**** PROVIDED RECORDS

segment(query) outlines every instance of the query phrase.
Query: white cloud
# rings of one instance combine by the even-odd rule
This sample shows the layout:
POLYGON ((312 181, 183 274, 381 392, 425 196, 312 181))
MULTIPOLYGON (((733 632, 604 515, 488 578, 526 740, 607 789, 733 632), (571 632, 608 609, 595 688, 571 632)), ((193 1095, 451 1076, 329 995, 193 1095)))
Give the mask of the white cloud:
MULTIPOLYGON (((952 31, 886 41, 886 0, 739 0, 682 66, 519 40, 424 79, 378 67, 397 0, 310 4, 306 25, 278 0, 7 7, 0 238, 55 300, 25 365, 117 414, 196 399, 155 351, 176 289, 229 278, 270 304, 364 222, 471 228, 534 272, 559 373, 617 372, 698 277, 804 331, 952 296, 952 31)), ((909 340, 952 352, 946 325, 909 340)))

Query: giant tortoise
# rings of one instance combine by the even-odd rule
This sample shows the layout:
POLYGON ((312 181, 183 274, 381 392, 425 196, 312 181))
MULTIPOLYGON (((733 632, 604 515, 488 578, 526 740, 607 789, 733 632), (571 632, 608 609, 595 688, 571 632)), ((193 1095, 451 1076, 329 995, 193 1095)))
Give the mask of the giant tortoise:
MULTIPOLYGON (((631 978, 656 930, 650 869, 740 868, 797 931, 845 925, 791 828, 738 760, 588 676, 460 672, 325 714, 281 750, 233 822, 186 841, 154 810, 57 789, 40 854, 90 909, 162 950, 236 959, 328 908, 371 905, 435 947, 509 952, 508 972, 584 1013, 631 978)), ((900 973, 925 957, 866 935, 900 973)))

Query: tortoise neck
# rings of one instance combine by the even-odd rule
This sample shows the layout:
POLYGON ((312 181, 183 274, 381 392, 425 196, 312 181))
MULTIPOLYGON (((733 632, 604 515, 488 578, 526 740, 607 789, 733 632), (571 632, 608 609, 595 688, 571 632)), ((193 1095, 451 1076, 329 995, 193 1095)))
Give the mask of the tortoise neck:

********

WHAT IS BEING ASKED =>
Copy the records again word for word, from the line containing "Query: tortoise neck" through the final line of the records, including both.

RESULT OF THE EXERCISE =>
Query: tortoise neck
# rings of one instance combine by the even-odd rule
This sample shows the layout:
POLYGON ((312 181, 183 274, 381 392, 425 196, 312 181))
MULTIPOLYGON (((733 632, 604 515, 488 578, 526 740, 607 789, 733 632), (571 632, 608 609, 595 688, 571 632)), ((193 1095, 451 1076, 329 995, 193 1095)))
Give the mask of the tortoise neck:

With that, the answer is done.